───── 本文 ─────
下田から136号線を南下、南伊豆町の日野で石廊崎方面に青野川沿いに下ると、 青野川の河口が手石港である。東側の入江が白砂青松の弓ヶ浜で、夏は海水浴客で南伊豆一賑わう。 この付近は南伊豆国民休暇村に指定されていて、保養所が多い。

2.地形

青野川は蛇石火山に源を発し、南東に流れて、上賀茂で一条川、下賀茂で二条川と、 さらに日野では青市川と合流して、手石で弓ヶ浜に注ぐ南伊豆一の河川である。

手石港は青野川の河口港で、河口の正面には弥陀窟の弁財天岬がせり出し、 東側は弓 状にカーブした弓ヶ浜のきれいな砂浜が続く。 弓ヶ浜の背後は青野川の沖積平野で集落が放射状に分布している。 昔は青野川の上流まで船が通い、現在の日野付近に昔の鯉名湊があったといわれている。 弥陀山トンネルを越えると西の入江が小稲港である。
─────
課題 1
本文によると、弥陀山トンネルを越えた西の入江にある港は何ですか。
記録は本文とは関係がありません。
───── データ行 ─────
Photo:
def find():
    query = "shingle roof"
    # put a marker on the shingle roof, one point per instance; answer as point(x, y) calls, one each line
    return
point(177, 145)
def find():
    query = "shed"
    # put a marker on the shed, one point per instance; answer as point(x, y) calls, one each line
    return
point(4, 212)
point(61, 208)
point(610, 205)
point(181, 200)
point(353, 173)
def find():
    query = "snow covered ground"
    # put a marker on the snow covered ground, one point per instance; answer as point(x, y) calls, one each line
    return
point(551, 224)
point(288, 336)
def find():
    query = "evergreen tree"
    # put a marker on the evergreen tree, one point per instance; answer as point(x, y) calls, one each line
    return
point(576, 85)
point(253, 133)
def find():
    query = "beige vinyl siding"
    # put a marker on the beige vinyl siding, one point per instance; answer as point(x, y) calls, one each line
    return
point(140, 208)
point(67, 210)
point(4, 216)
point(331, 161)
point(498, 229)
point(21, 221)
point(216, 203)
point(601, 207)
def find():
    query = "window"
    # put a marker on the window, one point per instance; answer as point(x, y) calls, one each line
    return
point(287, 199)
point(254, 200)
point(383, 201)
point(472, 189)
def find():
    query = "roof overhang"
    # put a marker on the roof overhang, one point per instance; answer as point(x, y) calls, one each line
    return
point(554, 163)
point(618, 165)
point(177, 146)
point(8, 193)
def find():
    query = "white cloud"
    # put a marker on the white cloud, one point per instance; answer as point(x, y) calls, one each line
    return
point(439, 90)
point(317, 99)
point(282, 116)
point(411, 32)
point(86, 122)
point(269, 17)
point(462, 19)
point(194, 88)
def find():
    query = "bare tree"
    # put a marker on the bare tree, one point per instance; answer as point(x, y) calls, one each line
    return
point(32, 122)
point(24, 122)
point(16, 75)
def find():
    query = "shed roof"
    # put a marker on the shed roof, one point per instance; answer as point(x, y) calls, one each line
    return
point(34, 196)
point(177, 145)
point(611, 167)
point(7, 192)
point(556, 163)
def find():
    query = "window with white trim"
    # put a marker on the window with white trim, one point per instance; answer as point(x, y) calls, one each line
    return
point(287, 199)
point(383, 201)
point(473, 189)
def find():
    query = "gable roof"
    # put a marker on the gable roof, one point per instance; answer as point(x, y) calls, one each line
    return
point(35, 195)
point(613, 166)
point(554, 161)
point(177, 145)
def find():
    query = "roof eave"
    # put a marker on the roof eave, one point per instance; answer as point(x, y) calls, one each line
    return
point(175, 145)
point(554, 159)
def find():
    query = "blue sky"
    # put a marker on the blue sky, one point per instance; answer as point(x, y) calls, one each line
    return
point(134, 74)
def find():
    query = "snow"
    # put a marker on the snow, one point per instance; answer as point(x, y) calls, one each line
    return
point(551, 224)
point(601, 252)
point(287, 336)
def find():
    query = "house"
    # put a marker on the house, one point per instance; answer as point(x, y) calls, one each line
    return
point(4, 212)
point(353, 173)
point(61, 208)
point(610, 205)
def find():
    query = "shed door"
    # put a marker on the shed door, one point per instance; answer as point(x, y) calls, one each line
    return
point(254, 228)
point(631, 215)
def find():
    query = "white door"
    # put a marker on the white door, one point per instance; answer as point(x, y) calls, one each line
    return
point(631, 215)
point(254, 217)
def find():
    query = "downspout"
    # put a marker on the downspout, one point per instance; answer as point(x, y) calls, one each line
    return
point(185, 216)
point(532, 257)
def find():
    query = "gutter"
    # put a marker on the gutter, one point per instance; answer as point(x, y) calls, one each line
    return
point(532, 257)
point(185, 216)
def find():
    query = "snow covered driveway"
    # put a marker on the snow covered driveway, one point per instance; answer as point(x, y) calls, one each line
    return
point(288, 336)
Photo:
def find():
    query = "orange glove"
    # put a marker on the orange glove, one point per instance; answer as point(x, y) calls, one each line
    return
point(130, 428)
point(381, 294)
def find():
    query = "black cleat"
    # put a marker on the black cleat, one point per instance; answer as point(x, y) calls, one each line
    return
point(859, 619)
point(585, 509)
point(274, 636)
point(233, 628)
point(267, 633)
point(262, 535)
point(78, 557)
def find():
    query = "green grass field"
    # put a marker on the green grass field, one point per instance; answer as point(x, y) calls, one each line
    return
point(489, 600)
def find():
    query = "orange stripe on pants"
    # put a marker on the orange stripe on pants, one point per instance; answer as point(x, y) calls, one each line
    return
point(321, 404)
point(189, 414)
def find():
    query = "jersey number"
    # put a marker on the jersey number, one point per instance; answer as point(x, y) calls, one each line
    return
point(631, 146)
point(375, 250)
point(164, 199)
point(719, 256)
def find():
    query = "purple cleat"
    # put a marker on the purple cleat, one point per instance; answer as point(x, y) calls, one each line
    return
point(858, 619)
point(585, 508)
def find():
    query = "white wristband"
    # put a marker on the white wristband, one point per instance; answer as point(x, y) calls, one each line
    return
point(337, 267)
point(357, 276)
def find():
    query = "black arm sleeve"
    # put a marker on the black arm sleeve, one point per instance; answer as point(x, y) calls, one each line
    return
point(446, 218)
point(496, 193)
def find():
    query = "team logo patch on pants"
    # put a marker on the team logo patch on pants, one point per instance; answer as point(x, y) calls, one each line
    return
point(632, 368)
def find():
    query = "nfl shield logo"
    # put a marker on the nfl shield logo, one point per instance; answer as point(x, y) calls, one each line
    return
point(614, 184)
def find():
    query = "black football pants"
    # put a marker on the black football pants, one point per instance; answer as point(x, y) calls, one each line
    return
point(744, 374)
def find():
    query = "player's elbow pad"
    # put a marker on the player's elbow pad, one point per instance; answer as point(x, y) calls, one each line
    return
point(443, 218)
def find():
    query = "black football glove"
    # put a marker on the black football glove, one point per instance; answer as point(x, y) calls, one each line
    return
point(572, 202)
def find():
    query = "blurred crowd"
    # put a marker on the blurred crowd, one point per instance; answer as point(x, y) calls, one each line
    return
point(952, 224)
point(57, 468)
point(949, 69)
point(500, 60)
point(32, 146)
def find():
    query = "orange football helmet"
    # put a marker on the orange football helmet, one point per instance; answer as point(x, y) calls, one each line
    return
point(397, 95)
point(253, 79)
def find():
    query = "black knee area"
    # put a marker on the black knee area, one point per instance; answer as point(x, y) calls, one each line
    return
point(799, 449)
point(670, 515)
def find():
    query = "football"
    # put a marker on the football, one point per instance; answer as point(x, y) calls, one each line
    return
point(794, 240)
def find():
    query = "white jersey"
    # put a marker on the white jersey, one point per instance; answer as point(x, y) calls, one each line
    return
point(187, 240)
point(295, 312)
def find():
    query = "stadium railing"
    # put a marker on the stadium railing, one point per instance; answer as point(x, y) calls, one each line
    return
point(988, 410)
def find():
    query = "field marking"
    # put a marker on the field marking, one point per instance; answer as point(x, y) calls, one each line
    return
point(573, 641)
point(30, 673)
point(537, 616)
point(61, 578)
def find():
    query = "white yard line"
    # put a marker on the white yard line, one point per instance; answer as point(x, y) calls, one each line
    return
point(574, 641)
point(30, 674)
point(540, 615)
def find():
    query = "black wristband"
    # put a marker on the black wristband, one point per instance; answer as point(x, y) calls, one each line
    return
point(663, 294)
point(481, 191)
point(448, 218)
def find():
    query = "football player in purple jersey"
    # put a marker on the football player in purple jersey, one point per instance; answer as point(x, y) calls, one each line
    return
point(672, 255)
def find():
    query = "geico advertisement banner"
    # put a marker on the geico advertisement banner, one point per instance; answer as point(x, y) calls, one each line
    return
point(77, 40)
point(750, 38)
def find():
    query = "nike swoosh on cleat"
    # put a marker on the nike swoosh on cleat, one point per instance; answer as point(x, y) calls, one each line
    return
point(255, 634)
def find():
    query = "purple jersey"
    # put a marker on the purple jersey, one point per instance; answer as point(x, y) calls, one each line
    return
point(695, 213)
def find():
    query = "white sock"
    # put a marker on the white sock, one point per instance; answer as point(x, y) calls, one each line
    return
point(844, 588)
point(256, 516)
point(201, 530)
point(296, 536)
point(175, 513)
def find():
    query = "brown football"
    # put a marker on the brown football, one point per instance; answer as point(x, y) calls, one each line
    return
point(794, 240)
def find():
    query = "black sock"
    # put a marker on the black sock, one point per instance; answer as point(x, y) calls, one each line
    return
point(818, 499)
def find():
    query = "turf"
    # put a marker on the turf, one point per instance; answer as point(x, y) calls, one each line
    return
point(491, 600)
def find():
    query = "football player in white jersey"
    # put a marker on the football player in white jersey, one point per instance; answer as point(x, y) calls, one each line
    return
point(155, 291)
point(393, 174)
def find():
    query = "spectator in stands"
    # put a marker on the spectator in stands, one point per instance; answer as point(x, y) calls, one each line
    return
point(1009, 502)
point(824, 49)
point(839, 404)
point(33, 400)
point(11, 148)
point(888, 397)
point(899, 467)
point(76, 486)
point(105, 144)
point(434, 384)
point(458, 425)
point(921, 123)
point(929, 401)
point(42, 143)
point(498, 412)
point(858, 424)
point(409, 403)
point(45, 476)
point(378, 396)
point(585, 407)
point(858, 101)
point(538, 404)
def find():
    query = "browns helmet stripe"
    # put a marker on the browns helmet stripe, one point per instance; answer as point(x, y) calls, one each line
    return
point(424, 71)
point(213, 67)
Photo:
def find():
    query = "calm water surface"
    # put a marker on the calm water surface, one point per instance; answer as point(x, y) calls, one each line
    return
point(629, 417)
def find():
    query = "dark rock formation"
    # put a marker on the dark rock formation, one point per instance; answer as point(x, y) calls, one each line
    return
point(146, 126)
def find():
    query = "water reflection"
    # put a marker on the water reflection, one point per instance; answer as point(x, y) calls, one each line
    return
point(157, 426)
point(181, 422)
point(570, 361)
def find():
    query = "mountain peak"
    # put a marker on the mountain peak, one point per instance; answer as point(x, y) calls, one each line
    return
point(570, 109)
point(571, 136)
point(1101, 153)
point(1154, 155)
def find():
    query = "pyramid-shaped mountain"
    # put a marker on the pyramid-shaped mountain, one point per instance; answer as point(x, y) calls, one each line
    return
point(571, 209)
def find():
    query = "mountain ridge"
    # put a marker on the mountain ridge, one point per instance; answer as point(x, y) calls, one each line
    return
─────
課題 2
記録の最初の行から「point(194, 88)」を含む行までを、両端の行も含めて一字一句そのまま出力してください。

正答 1
小稲港です。

正答 2
Photo:
def find():
    query = "shingle roof"
    # put a marker on the shingle roof, one point per instance; answer as point(x, y) calls, one each line
    return
point(177, 145)
def find():
    query = "shed"
    # put a marker on the shed, one point per instance; answer as point(x, y) calls, one each line
    return
point(4, 212)
point(61, 208)
point(610, 205)
point(181, 200)
point(353, 173)
def find():
    query = "snow covered ground"
    # put a marker on the snow covered ground, one point per instance; answer as point(x, y) calls, one each line
    return
point(551, 224)
point(288, 336)
def find():
    query = "evergreen tree"
    # put a marker on the evergreen tree, one point per instance; answer as point(x, y) calls, one each line
    return
point(576, 85)
point(253, 133)
def find():
    query = "beige vinyl siding"
    # put a marker on the beige vinyl siding, one point per instance; answer as point(x, y) calls, one each line
    return
point(140, 208)
point(67, 210)
point(4, 216)
point(331, 161)
point(498, 229)
point(21, 221)
point(216, 203)
point(601, 207)
def find():
    query = "window"
    # put a marker on the window, one point per instance; answer as point(x, y) calls, one each line
    return
point(287, 199)
point(254, 200)
point(383, 201)
point(472, 189)
def find():
    query = "roof overhang"
    # put a marker on the roof overhang, one point per instance; answer as point(x, y) calls, one each line
    return
point(554, 163)
point(618, 165)
point(177, 146)
point(8, 193)
def find():
    query = "white cloud"
    # put a marker on the white cloud, one point per instance; answer as point(x, y) calls, one each line
    return
point(439, 90)
point(317, 99)
point(282, 116)
point(411, 32)
point(86, 122)
point(269, 17)
point(462, 19)
point(194, 88)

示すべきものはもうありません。